_Text_
BAKU: One More Asylum-Seeking Armenian Appears in Baku

Baku Today, Azerbaijan
July 24 2004

One More Asylum-Seeking Armenian Appears in Baku

Baku Today 24/07/2004 12:32

One more ethnic-Armenian appeared in the capital of the arch foe
neighbor, Azerbaijan, on Friday, seeking to find an asylum in a third
country, ANS reported.

Ispek Sumbatovich, 65, who was detained in Baku’s main airport named
after Heydar Aliyev, claimed that he fled from Armenia in order to
get rid of the hard economic and political situation in his home
country.

Sumbatovich, who confessed that he had fought against Azerbaijan in
1991-94 war, said he would inform the people of Azerbaijan about the
hard conditions in Armenia.

It was the second case of Armenians’ fleeing to Baku to find refugee
in a third country. Two Armenians, Roman Teryan and Artur Apresyan,
surprisingly appeared in Baku’s private ANS television early April of
this year, also claiming that they had left Armenia because of what
they called intolerable conditions in their country.

The two still are kept in the prison of Azerbaijan’s National
Security Ministry. Local media has cited former National Security
Minister Namiq Abbasov as saying that Teryan and Apresyan would be
moved to a third country by late July.

_Records for the task_
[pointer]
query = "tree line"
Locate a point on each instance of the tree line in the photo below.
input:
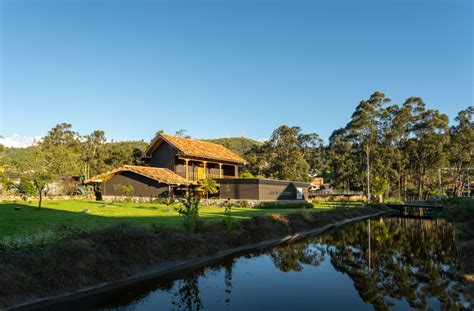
(385, 149)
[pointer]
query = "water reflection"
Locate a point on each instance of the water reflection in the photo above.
(384, 263)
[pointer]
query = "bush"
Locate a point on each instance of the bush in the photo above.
(228, 218)
(274, 205)
(189, 210)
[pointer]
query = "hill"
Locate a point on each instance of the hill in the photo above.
(239, 145)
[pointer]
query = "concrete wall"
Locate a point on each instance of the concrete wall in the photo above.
(142, 186)
(261, 189)
(164, 156)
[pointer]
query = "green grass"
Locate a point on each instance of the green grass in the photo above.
(31, 220)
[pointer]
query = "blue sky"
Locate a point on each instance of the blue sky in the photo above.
(225, 68)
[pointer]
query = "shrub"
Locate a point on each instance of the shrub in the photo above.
(274, 205)
(189, 210)
(228, 218)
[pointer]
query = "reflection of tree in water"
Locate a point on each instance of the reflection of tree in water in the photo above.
(228, 265)
(188, 292)
(291, 257)
(411, 259)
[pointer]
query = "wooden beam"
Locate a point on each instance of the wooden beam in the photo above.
(186, 168)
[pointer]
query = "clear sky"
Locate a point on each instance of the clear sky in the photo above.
(225, 68)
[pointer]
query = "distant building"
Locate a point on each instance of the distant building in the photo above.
(316, 184)
(178, 162)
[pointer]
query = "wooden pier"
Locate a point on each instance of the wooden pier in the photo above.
(416, 209)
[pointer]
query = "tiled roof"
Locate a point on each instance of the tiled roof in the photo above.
(198, 149)
(157, 173)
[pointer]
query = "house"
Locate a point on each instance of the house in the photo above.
(192, 159)
(316, 184)
(178, 163)
(144, 181)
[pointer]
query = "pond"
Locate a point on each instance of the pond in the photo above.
(385, 263)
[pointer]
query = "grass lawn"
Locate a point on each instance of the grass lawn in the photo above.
(30, 219)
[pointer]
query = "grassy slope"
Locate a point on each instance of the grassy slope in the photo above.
(30, 219)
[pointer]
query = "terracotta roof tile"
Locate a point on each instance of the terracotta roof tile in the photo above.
(159, 174)
(199, 149)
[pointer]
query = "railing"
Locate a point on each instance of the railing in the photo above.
(195, 176)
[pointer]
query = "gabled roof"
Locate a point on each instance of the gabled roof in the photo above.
(156, 173)
(196, 149)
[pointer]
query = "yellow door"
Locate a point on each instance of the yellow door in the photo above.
(200, 172)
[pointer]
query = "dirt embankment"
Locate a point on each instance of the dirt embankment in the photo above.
(81, 259)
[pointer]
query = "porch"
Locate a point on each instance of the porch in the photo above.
(194, 170)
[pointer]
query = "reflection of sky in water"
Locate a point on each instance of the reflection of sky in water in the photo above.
(259, 282)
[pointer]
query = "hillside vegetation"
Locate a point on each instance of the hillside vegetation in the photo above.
(239, 145)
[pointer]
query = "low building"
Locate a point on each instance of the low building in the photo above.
(262, 189)
(141, 180)
(178, 163)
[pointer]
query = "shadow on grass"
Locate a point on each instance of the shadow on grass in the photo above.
(30, 219)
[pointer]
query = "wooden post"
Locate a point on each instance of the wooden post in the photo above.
(187, 174)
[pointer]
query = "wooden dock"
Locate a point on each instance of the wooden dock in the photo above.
(416, 209)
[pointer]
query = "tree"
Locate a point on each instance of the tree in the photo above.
(285, 156)
(343, 161)
(313, 152)
(364, 127)
(62, 150)
(25, 188)
(40, 180)
(207, 186)
(461, 149)
(93, 153)
(426, 150)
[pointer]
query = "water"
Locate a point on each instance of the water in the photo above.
(385, 263)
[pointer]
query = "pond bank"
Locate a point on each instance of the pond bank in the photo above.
(461, 213)
(85, 262)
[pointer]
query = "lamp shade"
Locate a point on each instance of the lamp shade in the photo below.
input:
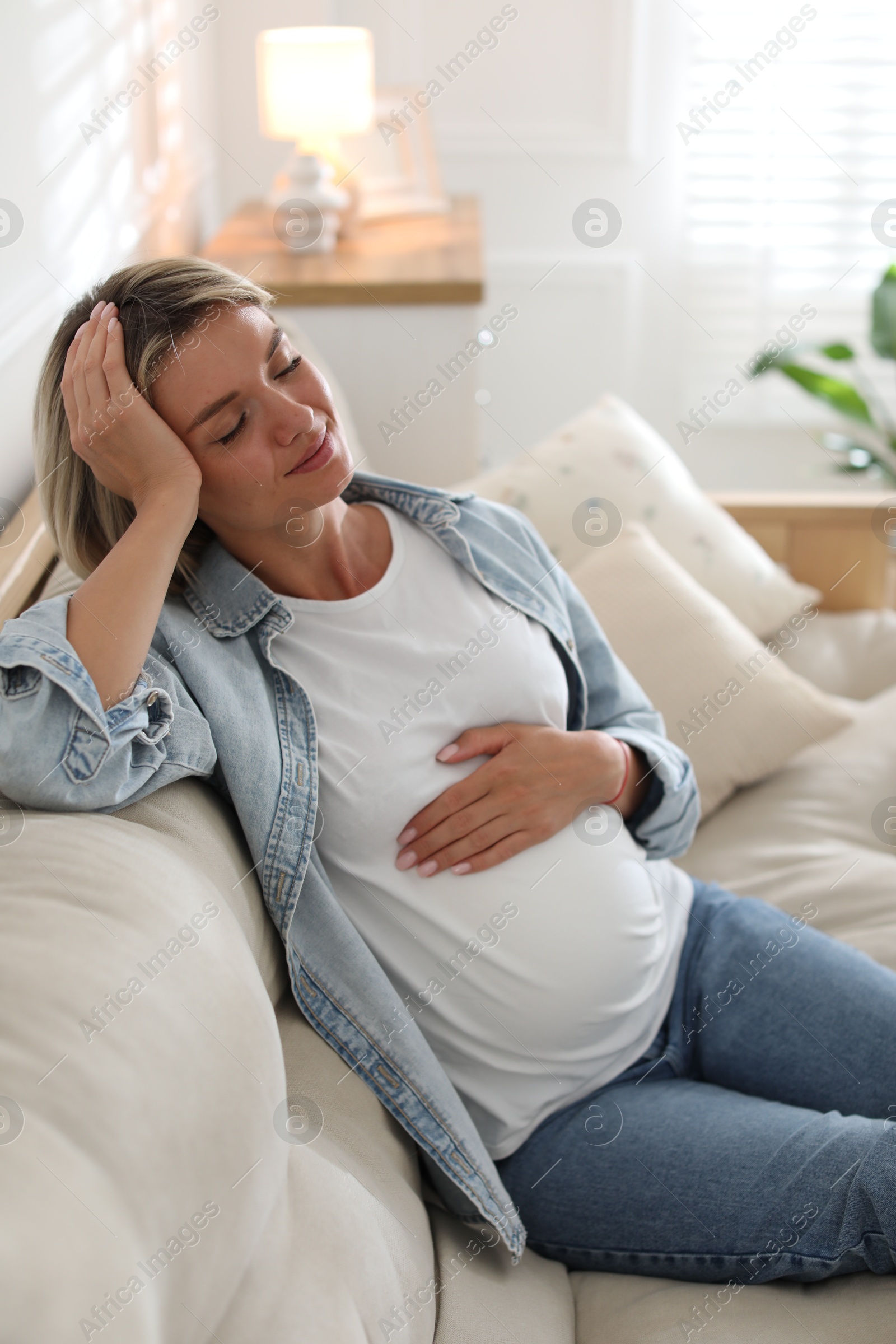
(315, 82)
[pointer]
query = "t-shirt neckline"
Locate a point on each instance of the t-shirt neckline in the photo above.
(352, 604)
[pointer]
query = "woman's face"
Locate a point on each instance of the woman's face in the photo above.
(258, 418)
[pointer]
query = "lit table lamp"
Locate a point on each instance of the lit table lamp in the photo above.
(314, 86)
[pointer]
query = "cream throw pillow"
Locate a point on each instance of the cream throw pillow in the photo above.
(610, 454)
(729, 702)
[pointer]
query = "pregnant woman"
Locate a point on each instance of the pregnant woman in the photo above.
(460, 804)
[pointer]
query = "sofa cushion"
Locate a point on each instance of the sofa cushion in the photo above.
(610, 454)
(814, 834)
(847, 652)
(349, 1237)
(200, 827)
(629, 1309)
(147, 1166)
(486, 1299)
(730, 703)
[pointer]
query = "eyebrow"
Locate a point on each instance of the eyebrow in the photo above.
(225, 401)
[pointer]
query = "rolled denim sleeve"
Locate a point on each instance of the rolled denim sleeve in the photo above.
(61, 750)
(668, 818)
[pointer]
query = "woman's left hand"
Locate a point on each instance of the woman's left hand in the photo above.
(536, 781)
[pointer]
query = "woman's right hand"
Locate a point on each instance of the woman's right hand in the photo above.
(115, 431)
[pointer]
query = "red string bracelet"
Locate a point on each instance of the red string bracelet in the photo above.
(627, 752)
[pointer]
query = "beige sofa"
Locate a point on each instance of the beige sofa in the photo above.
(182, 1158)
(176, 1103)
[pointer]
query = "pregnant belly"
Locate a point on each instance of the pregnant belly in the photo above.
(544, 953)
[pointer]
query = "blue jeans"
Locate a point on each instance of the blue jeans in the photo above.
(755, 1140)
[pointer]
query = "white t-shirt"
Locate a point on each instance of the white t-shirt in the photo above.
(543, 978)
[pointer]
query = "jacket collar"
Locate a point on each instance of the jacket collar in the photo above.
(230, 600)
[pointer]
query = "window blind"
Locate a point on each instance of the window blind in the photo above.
(789, 142)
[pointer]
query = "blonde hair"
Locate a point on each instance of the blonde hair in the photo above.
(159, 303)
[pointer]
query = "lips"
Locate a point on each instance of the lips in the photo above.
(318, 456)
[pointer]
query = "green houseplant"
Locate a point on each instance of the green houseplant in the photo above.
(875, 454)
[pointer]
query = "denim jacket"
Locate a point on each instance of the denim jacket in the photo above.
(213, 702)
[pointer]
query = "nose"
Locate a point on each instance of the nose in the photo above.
(292, 420)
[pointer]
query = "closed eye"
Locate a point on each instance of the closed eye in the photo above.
(291, 367)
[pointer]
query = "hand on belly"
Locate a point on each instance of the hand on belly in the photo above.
(536, 780)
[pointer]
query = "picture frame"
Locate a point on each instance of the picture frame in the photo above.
(396, 165)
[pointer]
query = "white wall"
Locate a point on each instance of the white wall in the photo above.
(92, 202)
(580, 100)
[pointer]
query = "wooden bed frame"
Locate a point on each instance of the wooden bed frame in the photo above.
(825, 539)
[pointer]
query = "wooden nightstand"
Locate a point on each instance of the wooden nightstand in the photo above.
(386, 308)
(827, 538)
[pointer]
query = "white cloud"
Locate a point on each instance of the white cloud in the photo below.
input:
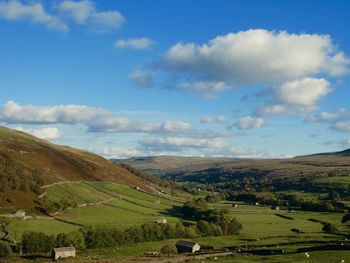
(249, 122)
(346, 143)
(271, 109)
(115, 124)
(79, 11)
(339, 120)
(47, 133)
(34, 12)
(304, 92)
(85, 13)
(297, 96)
(213, 119)
(96, 119)
(258, 56)
(143, 78)
(206, 89)
(339, 115)
(11, 112)
(135, 43)
(343, 126)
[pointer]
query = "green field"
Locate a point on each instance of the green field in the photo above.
(113, 205)
(336, 180)
(51, 227)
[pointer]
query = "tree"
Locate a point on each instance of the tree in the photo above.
(329, 228)
(33, 242)
(346, 218)
(204, 228)
(5, 250)
(75, 239)
(168, 249)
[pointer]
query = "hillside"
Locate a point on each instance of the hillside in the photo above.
(27, 163)
(217, 170)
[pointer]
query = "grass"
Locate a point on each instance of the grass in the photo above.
(123, 206)
(315, 257)
(336, 180)
(51, 227)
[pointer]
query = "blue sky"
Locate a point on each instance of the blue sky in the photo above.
(206, 78)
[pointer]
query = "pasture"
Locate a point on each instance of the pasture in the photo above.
(112, 205)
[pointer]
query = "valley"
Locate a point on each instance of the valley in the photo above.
(129, 201)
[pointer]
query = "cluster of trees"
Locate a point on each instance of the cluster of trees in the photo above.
(328, 203)
(33, 242)
(94, 238)
(50, 206)
(5, 249)
(15, 176)
(211, 222)
(147, 177)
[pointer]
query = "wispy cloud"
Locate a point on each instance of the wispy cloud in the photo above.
(213, 119)
(46, 133)
(85, 13)
(95, 119)
(135, 43)
(80, 12)
(33, 12)
(143, 78)
(249, 122)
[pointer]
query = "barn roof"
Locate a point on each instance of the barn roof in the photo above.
(63, 249)
(185, 243)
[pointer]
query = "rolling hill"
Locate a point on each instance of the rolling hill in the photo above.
(217, 170)
(28, 163)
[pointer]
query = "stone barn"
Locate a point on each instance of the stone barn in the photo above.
(162, 220)
(63, 252)
(183, 246)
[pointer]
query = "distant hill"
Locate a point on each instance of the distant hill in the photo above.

_Work to do_
1. Do these statements agree with the article? Answer yes or no for each, and quote the words from the article that decide it.
(a) Ispek Sumbatovich was detained at Baku's main airport.
(b) Roman Teryan and Artur Apresyan have been released from prison.
(c) Teryan and Apresyan appeared on ANS television in early April.
2. Which lines of the entries contain the string "pier"? Pick out each one and copy it.

_Solutions for each task_
1.
(a) Yes: "who was detained in Baku’s main airport named after Heydar Aliyev"
(b) No: "The two still are kept in the prison of Azerbaijan’s National Security Ministry"
(c) Yes: "surprisingly appeared in Baku’s private ANS television early April of this year"

2.
query = "wooden pier"
Locate a point on each instance of the wooden pier in the photo above.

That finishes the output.